__INPUT ROWS__
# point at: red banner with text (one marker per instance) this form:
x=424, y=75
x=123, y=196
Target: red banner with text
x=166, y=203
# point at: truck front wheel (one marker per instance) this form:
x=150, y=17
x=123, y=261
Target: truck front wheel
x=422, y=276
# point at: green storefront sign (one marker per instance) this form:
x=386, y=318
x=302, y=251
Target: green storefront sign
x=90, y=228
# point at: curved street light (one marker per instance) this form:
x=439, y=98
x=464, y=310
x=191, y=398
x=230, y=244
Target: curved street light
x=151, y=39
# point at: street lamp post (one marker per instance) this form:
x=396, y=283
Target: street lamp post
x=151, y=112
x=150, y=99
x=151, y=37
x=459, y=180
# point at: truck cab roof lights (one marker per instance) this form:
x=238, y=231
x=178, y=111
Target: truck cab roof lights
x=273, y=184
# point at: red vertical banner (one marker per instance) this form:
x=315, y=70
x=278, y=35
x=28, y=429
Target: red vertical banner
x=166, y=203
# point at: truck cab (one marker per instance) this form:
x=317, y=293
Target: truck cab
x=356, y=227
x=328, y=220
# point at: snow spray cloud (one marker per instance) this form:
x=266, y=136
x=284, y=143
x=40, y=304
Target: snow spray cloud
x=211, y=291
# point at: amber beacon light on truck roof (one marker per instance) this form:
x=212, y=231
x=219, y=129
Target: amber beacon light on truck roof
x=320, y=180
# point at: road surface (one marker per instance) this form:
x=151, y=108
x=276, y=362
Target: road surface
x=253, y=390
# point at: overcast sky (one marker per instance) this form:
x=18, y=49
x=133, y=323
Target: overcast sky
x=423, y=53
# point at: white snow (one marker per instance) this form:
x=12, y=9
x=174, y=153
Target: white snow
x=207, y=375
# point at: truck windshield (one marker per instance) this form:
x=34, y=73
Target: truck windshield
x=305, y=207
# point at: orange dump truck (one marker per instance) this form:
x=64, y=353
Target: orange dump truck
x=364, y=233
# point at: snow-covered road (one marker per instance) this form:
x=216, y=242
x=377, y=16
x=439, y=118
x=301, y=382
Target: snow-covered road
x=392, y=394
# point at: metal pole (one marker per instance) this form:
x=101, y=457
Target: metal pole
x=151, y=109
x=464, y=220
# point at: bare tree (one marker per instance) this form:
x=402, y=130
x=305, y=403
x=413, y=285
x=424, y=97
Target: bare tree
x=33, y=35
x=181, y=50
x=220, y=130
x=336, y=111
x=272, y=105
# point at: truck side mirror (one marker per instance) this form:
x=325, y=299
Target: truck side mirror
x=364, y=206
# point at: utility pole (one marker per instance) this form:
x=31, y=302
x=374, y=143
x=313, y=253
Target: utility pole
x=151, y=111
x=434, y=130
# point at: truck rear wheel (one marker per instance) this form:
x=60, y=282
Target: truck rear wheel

__TASK GOAL__
Reproduce the entire listing above verbatim, line for line, from the first line through the last.

__FINAL RESULT__
# point at: red banner with text (one marker per instance) this form:
x=424, y=75
x=123, y=196
Target: red banner with text
x=166, y=203
# point at: truck front wheel (one marker per instance) this form:
x=150, y=17
x=123, y=261
Target: truck front wheel
x=422, y=276
# point at: green storefront sign (one marker per instance) this form:
x=386, y=318
x=302, y=251
Target: green storefront sign
x=90, y=228
# point at: curved street light (one marker per instance) this form:
x=439, y=98
x=464, y=310
x=191, y=398
x=230, y=244
Target: curved street light
x=151, y=39
# point at: street lamp post (one marker per instance) this form:
x=396, y=283
Target: street lamp post
x=151, y=112
x=150, y=99
x=151, y=37
x=459, y=180
# point at: truck cab roof lights (one marker per instance) this form:
x=238, y=231
x=178, y=111
Target: truck cab roof lights
x=273, y=184
# point at: red vertical banner (one marker per instance) this form:
x=315, y=70
x=278, y=35
x=28, y=429
Target: red vertical banner
x=166, y=203
# point at: truck cab (one marker per instance) this form:
x=317, y=293
Target: truck cab
x=356, y=227
x=328, y=220
# point at: snow spray cloud (one marker per instance) this form:
x=266, y=136
x=284, y=143
x=40, y=304
Target: snow spray cloud
x=211, y=291
# point at: amber beacon light on truck roof (one marker per instance) this form:
x=212, y=231
x=219, y=129
Target: amber beacon light on truck roof
x=320, y=180
# point at: road surface (one marker per instance) this form:
x=151, y=108
x=276, y=362
Target: road surface
x=253, y=390
# point at: overcast sky (one marker per instance) this form:
x=18, y=49
x=133, y=323
Target: overcast sky
x=423, y=53
# point at: white snow (one marker per instance) this form:
x=12, y=9
x=174, y=153
Target: white snow
x=207, y=375
# point at: truck windshield (one marker per instance) this form:
x=34, y=73
Target: truck windshield
x=305, y=207
# point at: orange dump truck (one marker per instance) this form:
x=64, y=353
Target: orange dump truck
x=364, y=233
# point at: snow-covered road (one marker per instance) this form:
x=216, y=242
x=377, y=16
x=439, y=118
x=301, y=382
Target: snow-covered road
x=392, y=394
# point at: metal pole (one marker per instance) this form:
x=101, y=457
Target: metal pole
x=151, y=109
x=464, y=220
# point at: bare tree (one marker per instance) this form:
x=402, y=130
x=305, y=403
x=413, y=285
x=424, y=97
Target: bare tree
x=33, y=35
x=181, y=50
x=220, y=130
x=336, y=111
x=272, y=105
# point at: truck side mirror (one marker per instance) this form:
x=325, y=299
Target: truck side mirror
x=364, y=206
# point at: utility pole (one marker per instance) this form:
x=31, y=302
x=374, y=143
x=313, y=253
Target: utility pole
x=151, y=111
x=434, y=130
# point at: truck rear wheel (one marker per instance) this form:
x=60, y=282
Target: truck rear wheel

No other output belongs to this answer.